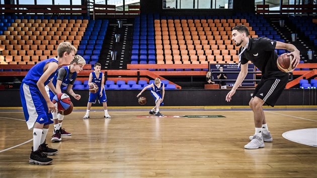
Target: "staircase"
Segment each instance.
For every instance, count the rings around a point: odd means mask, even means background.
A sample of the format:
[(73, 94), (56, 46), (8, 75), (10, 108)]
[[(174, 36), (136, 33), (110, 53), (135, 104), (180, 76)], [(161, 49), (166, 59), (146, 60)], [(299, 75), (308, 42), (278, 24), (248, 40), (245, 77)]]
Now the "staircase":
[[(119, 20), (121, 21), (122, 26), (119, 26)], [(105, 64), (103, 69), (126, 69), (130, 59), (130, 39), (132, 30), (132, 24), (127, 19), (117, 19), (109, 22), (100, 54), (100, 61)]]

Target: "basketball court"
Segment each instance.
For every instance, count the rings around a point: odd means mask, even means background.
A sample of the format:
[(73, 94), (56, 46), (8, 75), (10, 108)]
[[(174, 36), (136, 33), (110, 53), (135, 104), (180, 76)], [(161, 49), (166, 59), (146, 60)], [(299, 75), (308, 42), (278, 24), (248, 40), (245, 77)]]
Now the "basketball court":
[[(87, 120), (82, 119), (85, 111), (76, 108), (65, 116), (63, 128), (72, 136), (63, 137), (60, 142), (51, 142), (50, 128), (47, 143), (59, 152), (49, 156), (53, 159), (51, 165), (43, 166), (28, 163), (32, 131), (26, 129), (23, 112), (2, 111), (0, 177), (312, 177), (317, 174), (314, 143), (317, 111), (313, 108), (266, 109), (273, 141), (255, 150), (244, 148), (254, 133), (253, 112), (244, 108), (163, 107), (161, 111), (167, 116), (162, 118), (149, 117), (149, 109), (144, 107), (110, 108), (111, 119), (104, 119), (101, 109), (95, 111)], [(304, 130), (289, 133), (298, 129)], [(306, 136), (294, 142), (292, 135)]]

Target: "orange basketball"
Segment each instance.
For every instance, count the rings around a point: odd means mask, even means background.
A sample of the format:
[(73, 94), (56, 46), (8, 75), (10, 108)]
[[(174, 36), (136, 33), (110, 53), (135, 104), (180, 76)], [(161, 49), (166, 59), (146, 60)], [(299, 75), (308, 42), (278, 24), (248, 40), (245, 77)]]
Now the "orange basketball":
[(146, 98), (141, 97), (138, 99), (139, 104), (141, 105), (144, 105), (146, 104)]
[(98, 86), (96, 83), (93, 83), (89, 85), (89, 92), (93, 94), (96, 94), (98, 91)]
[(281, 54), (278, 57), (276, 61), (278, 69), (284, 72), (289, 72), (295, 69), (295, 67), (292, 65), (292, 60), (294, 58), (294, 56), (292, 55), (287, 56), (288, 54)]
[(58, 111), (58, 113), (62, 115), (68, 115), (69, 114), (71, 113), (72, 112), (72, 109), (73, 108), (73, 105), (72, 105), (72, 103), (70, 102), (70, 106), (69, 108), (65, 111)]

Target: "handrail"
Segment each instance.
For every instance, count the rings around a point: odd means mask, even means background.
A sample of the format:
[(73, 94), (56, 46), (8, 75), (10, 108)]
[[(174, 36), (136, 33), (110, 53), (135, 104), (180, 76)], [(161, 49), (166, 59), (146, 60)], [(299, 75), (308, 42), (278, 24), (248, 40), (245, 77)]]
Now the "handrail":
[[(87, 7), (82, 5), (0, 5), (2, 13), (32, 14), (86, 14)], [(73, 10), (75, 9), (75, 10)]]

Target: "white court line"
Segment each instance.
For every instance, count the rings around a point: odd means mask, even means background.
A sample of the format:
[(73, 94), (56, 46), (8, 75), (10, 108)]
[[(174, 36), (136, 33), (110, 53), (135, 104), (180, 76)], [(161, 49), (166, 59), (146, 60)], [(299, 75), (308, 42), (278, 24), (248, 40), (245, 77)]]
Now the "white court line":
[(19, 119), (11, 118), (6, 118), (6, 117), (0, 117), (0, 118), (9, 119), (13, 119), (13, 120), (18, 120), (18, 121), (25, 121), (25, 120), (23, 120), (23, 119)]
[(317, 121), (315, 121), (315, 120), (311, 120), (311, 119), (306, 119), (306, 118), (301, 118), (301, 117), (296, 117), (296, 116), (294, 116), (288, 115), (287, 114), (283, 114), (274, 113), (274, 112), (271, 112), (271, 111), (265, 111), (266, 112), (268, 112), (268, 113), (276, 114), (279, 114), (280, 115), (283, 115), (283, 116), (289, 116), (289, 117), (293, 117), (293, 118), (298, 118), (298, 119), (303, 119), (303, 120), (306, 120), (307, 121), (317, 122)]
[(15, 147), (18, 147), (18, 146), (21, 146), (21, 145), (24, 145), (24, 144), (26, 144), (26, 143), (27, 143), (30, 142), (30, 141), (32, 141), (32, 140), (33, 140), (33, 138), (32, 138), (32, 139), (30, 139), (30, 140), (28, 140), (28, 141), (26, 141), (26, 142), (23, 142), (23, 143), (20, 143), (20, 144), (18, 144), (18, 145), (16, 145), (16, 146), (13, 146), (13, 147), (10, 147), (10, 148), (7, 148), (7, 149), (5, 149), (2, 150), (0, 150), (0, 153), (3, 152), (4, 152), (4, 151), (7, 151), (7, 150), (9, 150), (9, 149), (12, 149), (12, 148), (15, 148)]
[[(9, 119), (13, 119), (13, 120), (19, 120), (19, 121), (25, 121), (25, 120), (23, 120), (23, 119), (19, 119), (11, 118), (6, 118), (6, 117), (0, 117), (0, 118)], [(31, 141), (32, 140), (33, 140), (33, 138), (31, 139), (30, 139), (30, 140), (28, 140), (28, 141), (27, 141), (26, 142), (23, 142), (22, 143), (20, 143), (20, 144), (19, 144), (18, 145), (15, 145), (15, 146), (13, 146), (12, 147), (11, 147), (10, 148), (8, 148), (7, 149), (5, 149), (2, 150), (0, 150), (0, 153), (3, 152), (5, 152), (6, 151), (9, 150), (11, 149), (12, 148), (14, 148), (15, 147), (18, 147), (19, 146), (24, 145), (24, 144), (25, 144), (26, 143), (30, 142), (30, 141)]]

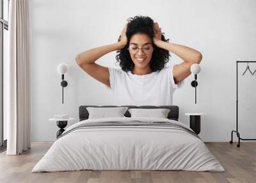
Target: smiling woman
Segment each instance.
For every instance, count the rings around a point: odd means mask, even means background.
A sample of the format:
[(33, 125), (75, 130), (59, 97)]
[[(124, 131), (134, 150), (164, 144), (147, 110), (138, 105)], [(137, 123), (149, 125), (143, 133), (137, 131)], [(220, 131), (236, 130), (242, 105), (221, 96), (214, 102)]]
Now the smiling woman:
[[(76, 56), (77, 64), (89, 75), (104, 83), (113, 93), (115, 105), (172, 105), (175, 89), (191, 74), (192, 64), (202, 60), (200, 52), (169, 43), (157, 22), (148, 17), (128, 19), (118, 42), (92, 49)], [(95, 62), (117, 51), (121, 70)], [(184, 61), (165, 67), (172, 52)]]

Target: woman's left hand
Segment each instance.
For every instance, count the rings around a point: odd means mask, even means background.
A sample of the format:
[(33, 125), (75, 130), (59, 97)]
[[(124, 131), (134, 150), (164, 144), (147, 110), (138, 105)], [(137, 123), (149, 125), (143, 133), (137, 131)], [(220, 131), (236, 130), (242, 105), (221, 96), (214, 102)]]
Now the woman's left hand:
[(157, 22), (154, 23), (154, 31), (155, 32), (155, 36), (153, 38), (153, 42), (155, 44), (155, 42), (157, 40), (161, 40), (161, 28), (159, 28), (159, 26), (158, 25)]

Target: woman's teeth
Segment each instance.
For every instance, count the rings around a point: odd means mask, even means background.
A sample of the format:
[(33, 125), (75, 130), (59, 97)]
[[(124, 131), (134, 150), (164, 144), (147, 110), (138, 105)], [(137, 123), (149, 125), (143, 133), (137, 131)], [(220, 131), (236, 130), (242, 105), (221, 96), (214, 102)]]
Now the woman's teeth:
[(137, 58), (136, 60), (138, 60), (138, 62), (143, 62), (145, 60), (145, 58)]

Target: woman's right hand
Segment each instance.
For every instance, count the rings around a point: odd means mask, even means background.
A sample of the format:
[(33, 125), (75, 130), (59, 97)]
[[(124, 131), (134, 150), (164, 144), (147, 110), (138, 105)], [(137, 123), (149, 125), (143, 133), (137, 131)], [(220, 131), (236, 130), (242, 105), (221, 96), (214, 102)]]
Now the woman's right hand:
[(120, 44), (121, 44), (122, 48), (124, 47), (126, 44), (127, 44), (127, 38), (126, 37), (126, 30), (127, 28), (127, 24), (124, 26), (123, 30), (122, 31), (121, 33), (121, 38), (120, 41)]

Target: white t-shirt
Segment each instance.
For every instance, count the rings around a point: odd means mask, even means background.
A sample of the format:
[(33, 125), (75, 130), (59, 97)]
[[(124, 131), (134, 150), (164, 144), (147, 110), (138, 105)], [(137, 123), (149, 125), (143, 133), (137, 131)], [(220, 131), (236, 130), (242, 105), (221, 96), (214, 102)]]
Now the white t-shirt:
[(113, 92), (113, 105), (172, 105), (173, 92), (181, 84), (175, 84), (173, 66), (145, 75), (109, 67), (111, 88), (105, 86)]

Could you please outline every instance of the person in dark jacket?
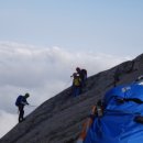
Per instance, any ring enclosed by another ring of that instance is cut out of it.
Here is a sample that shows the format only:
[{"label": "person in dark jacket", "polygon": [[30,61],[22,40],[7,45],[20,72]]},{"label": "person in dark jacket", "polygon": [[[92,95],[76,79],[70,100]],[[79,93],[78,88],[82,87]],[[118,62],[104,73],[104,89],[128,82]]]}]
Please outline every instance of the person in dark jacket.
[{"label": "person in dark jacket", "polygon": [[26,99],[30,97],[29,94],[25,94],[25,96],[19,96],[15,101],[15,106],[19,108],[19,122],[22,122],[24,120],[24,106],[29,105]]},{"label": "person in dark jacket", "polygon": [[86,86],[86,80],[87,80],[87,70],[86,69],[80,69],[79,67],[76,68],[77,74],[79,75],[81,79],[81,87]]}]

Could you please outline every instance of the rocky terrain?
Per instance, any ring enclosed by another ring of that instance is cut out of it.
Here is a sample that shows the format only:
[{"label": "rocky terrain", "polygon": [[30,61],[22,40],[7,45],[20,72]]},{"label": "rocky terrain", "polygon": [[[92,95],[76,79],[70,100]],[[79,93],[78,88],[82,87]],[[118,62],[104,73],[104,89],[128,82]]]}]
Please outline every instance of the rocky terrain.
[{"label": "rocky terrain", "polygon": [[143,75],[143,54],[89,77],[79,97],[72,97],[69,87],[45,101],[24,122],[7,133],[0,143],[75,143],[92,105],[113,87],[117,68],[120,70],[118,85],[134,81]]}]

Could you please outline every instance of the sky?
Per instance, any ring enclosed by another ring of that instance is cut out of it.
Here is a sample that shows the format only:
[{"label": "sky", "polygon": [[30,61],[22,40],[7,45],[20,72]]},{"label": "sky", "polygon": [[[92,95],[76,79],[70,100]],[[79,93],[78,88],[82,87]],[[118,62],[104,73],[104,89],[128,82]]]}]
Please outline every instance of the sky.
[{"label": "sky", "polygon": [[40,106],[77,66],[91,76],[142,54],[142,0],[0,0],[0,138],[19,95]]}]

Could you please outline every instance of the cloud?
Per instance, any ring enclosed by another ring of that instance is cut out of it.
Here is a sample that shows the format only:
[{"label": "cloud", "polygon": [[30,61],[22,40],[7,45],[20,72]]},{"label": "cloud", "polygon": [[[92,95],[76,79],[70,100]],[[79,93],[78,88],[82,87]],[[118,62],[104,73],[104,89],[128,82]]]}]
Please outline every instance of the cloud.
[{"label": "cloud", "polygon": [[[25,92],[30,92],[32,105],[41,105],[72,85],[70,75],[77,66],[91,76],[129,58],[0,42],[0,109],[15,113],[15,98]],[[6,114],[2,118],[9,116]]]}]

----

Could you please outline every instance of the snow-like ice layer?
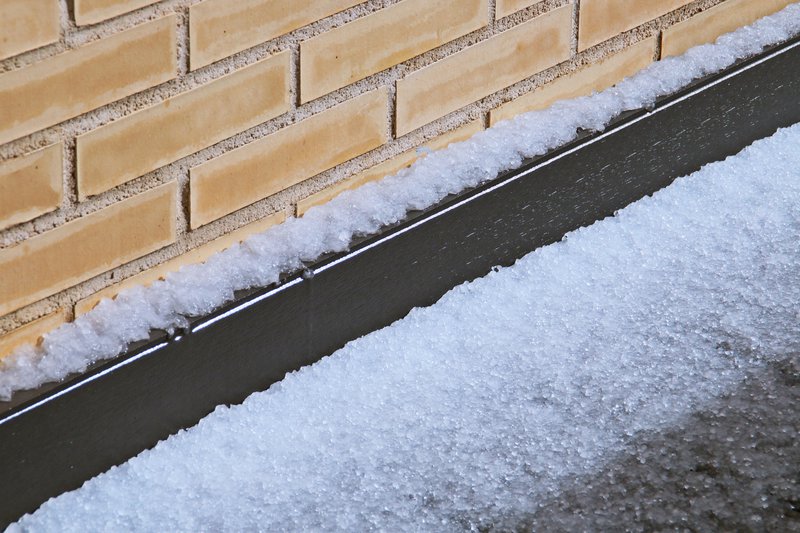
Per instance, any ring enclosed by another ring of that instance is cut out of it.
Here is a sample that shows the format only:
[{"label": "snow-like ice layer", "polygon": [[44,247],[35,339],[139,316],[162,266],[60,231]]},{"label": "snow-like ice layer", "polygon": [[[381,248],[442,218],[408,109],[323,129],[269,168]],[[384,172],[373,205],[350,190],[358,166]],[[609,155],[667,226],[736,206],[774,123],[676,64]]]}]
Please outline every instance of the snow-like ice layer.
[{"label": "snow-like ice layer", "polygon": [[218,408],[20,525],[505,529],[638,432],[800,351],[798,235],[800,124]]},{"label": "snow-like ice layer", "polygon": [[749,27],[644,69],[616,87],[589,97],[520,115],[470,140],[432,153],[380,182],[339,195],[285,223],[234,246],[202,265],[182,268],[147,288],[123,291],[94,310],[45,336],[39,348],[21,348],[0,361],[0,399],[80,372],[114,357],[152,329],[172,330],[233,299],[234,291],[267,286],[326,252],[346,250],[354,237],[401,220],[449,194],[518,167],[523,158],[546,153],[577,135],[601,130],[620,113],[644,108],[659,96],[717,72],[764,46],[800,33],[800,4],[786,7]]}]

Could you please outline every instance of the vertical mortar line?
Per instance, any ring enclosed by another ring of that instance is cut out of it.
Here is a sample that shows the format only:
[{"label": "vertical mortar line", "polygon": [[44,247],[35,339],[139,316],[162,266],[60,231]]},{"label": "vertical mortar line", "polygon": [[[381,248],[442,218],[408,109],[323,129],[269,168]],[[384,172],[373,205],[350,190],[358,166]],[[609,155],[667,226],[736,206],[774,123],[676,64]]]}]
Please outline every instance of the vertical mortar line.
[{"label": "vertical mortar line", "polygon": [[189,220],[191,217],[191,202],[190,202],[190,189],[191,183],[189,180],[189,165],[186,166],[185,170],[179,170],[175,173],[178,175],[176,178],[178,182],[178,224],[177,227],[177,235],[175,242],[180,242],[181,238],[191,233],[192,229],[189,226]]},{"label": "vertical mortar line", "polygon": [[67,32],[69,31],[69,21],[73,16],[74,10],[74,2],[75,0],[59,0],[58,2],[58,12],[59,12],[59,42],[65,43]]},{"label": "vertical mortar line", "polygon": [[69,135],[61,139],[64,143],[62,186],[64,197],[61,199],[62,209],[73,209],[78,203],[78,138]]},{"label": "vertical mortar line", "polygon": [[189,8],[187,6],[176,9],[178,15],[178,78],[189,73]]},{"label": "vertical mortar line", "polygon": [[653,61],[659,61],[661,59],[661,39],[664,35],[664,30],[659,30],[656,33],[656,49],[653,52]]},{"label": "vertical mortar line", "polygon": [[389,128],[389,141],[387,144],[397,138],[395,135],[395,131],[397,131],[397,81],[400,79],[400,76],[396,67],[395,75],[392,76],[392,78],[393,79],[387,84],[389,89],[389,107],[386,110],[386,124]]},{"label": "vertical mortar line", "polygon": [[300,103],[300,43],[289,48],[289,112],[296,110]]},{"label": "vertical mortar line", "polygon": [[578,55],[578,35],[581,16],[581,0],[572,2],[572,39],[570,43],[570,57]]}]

----

TO DO: How many lines of the data above contain the string "mortar"? Case counts. Reply with the number alone.

RESULT OF THE EXERCISE: 4